Start of Block

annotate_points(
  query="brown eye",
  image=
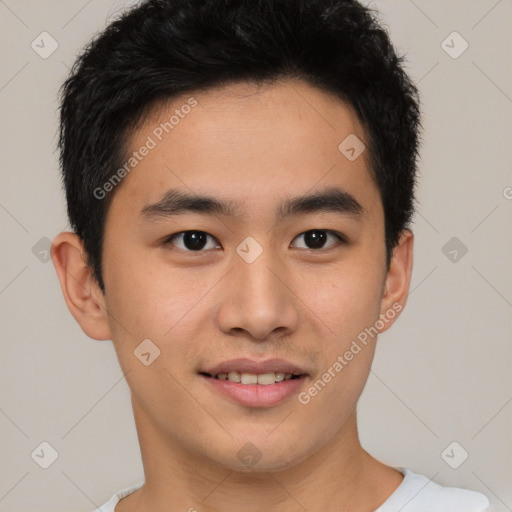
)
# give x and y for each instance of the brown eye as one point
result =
(317, 238)
(194, 241)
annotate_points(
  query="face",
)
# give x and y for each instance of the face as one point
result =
(265, 284)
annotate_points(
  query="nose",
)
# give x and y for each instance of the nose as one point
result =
(258, 300)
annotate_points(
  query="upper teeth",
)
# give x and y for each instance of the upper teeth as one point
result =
(253, 378)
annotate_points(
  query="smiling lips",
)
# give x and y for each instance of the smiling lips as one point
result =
(256, 384)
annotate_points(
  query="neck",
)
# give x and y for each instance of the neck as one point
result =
(341, 476)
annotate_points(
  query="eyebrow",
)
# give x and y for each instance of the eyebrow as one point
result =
(176, 202)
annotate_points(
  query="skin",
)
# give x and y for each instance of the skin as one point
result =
(254, 145)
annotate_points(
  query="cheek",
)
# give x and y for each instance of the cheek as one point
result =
(345, 300)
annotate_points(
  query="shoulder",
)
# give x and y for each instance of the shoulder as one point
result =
(417, 493)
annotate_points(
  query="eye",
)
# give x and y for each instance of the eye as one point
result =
(191, 240)
(316, 238)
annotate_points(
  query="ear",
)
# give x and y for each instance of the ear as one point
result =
(398, 280)
(81, 291)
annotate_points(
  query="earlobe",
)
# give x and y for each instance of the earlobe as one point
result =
(398, 279)
(79, 287)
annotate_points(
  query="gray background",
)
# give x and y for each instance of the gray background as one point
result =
(441, 374)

End of Block

> **Problem**
Each line from the first line of the data above through the one containing "ear as one point" must be set down exactly; the pictures must not be.

> **Solved problem**
annotate_points(
  query="brown eye",
  image=
)
# give x and y for each instance of the brown eye as one point
result =
(317, 238)
(194, 241)
annotate_points(
  query="face",
)
# give x and y for each instance of the face as one point
result =
(265, 284)
annotate_points(
  query="nose",
)
# give x and y for each instance of the nose as one point
result =
(258, 300)
annotate_points(
  query="upper teeth",
)
# give x and y for each instance of the upper teeth as one point
result =
(253, 378)
annotate_points(
  query="smiling lips",
)
# give x and y for each instance of the smiling lips as one point
result =
(256, 384)
annotate_points(
  query="neck",
)
# give x and y for each instance of the neck as one point
result =
(341, 476)
annotate_points(
  query="eyebrow",
)
# give x and y for each instance of the eyebrow as one point
result =
(176, 202)
annotate_points(
  query="skin",
)
# give x and y for each instance of the skin as one point
result =
(254, 145)
annotate_points(
  query="cheek",
)
# give x and y for each instance of the cheek as one point
result =
(345, 300)
annotate_points(
  query="shoulder",
)
# give x and y for each instance of the shoulder as one point
result =
(417, 493)
annotate_points(
  query="eye",
)
# give x and y for each instance of the eye as one point
result =
(191, 240)
(316, 238)
annotate_points(
  query="ear",
)
# give x and y for each instance of the ear as one point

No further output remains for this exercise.